→ **Directions**:
**A.** Swap "precious resource" for "scarce resource" in the article on COVID-19 antibody drugs, and write out its wording starting with "Because most people" and going on through "to have benefit.".
**B.** Carry the article on COVID-19 antibody drugs forward from its final sentence.

→ **Text provided**:
+-------+

The drugs must be given in lengthy infusions, and the network of emergency rooms or clinics that will provide them is not clear, particularly because patients will be contagious and can’t get them alongside patients with cancer and autoimmune diseases at established infusion clinics without infection control. A government document on payment policy released last month mentions that providers could give the drugs in “temporary expansion sites, such as an erected tent, a retrofitted convention center, or the beneficiary’s home.”

“One of the questions will be equity, creating a platform where these drugs can be delivered in areas where there aren’t big hospitals, like Boston,” said Nahid Bhadelia, an infectious-disease specialist at Boston University School of Medicine.

Because most people recover from COVID-19 without serious symptoms, giving the drugs to people broadly could waste a precious resource, and the FDA warned that in severely ill patients who require high-flow oxygen or are on a ventilator, the drug may be linked to worse outcomes. A test of Eli Lilly’s drug in hospitalized patients was discontinued after an interim analysis found the drug was unlikely to have benefit.

+-------+

→ **Data extracts**:
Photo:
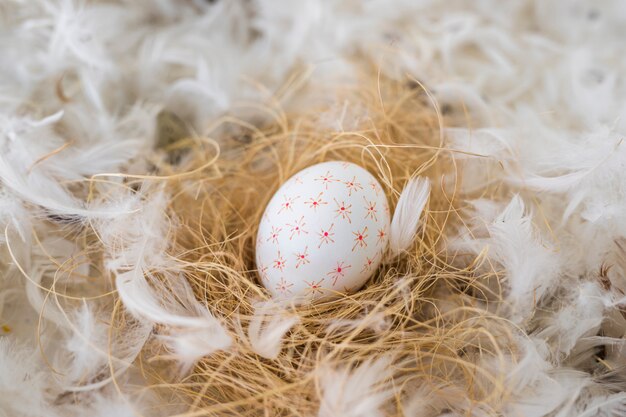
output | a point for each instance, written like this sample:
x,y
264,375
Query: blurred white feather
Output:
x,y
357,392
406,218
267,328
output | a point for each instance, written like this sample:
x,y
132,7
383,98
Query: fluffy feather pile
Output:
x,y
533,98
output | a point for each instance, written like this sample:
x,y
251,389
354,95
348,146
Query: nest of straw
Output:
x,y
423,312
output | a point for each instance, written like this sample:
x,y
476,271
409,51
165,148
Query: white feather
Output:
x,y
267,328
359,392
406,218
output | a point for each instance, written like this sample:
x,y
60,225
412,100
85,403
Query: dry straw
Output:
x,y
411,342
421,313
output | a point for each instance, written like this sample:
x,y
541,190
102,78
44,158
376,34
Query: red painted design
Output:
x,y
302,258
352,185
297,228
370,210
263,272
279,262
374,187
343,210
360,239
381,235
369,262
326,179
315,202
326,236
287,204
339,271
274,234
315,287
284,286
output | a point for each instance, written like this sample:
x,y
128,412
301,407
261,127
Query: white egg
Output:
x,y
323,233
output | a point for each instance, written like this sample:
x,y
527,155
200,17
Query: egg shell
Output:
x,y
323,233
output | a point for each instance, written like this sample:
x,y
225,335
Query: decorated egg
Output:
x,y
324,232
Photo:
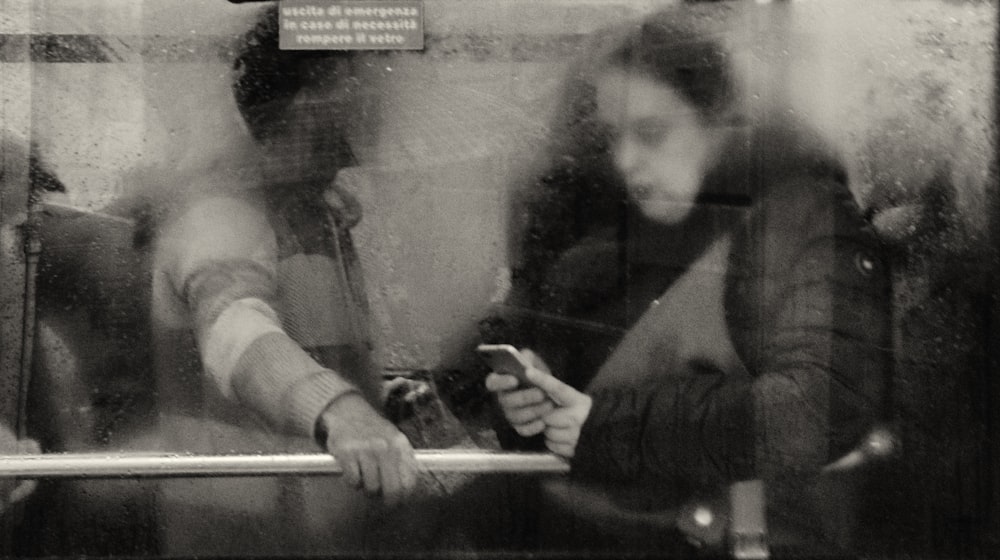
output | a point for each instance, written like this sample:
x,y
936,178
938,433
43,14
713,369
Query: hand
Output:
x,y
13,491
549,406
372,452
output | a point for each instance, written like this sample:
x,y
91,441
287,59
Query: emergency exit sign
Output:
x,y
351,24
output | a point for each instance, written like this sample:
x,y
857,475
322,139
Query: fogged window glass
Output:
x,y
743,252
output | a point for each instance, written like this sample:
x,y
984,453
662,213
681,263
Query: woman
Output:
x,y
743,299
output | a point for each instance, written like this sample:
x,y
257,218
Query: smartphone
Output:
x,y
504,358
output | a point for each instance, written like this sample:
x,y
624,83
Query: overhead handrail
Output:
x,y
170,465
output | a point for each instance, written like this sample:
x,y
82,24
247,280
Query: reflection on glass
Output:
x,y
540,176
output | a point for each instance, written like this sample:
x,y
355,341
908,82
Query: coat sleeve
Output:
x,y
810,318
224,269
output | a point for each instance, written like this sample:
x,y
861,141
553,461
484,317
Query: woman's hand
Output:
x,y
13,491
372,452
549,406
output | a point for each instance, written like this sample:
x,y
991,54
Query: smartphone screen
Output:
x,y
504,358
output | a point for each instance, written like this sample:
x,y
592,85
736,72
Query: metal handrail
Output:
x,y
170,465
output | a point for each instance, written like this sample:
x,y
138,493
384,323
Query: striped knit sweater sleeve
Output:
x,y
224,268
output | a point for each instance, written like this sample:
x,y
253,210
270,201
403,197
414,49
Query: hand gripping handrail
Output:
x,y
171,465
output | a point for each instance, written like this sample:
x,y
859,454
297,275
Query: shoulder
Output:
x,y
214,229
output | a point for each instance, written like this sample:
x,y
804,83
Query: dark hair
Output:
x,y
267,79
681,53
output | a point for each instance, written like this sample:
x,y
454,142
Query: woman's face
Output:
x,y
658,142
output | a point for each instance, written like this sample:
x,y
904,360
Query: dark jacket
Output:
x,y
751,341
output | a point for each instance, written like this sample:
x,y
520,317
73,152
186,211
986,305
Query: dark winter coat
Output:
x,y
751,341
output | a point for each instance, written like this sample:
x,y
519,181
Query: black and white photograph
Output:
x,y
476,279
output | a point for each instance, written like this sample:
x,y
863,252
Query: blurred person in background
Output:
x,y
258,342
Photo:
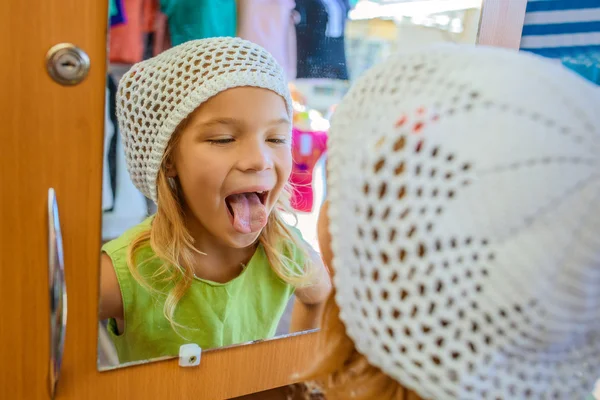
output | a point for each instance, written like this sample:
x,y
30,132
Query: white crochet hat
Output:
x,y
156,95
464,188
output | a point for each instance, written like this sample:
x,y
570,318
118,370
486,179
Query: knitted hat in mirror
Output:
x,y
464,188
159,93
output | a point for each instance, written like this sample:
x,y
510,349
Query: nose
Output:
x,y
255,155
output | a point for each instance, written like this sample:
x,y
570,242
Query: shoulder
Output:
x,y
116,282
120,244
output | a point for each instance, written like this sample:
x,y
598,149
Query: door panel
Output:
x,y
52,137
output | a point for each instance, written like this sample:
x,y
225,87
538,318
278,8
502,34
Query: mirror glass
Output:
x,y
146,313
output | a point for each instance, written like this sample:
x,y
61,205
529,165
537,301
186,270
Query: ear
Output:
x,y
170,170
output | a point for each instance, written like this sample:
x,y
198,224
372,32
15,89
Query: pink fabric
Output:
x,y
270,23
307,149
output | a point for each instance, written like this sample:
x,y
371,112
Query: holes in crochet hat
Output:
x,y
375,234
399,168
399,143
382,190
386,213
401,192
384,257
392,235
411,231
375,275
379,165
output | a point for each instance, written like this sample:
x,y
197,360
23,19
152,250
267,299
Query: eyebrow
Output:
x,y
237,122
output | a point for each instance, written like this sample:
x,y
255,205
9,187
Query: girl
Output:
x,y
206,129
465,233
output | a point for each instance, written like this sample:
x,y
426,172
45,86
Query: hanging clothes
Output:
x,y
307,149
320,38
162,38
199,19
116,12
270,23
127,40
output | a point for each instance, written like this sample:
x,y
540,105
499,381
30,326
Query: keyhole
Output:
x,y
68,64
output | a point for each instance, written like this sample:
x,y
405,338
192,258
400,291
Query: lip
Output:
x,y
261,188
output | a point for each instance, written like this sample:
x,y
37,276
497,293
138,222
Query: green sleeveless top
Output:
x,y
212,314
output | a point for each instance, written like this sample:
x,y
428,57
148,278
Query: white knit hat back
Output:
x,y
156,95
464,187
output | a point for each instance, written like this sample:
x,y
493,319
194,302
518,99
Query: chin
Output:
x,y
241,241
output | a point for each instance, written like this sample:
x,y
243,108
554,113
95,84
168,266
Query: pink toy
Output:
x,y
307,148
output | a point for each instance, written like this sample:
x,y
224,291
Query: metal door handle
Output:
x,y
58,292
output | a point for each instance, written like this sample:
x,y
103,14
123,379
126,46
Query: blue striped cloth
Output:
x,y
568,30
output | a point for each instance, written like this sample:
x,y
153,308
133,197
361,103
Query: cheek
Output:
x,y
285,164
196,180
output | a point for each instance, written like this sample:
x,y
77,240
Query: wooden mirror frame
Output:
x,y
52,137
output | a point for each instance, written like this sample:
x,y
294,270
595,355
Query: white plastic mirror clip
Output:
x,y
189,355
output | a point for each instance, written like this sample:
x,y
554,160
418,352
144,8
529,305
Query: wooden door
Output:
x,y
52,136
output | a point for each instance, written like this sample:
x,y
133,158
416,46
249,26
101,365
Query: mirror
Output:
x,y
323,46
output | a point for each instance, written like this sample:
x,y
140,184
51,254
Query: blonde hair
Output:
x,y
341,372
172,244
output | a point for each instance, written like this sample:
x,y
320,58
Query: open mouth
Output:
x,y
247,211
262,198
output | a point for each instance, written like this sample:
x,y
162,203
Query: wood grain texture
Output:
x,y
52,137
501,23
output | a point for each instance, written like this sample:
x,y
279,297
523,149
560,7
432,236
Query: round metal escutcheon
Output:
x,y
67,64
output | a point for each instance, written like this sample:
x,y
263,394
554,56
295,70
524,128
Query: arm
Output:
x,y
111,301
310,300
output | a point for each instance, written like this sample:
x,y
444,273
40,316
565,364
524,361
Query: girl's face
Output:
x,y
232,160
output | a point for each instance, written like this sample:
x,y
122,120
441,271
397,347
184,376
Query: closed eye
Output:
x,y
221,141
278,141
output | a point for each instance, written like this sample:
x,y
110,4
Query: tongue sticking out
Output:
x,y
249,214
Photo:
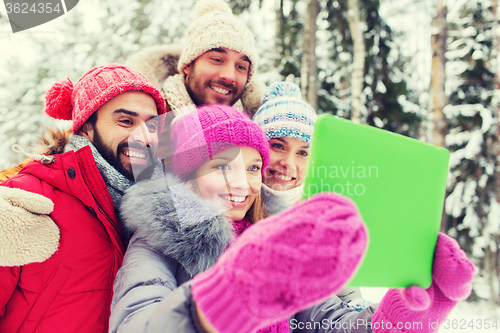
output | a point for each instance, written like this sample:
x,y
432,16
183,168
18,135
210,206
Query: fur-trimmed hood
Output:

+-------+

→ **Answers to each task**:
**A.**
Because most people recover from COVID-19 without serious symptoms, giving the drugs to people broadly could waste a scarce resource, and the FDA warned that in severely ill patients who require high-flow oxygen or are on a ventilator, the drug may be linked to worse outcomes. A test of Eli Lilly’s drug in hospitalized patients was discontinued after an interim analysis found the drug was unlikely to have benefit.

**B.**
Through Operation Warp Speed, the Trump administration effort to speed up treatments and vaccines, the government has bought 300,000 doses each from Eli Lilly and Regeneron at a cost of about $1,250 and $1,500 per dose, respectively.

Government health officials said they will allocate those doses, free of charge, following a strategy similar to what is used for remdesivir, an antiviral drug administered to hospitalized patients. Each state will receive an allotment based on an algorithm that evaluates confirmed coronavirus cases over the previous week. Then the states will select administration sites, and wholesaler AmerisourceBergen will distribute the drug, probably for use in emergency rooms or special clinics.

The process of predicting where the drug is needed will be a little more complicated than it was for hospitalized patients, Paul Mango, deputy chief of staff for policy for the Department of Health and Human Services, said at a briefing last month.

“Here, we have the task of getting it to them before they’re admitted” to the hospital, Mango said. “There will be an allocation based on perceived need by state. And then the state will be the final kind of arbiter, if you will, of where the supply goes within its jurisdiction. We’ll keep track of every dose, where it is, whether it’s being used or not, and readjust as necessary.”

In addition to distributing the drugs, administering them is not trivial—or free because health-care facilities charge for administering the medication, which can take hours. It is not clear whether some patients might be billed for some costs.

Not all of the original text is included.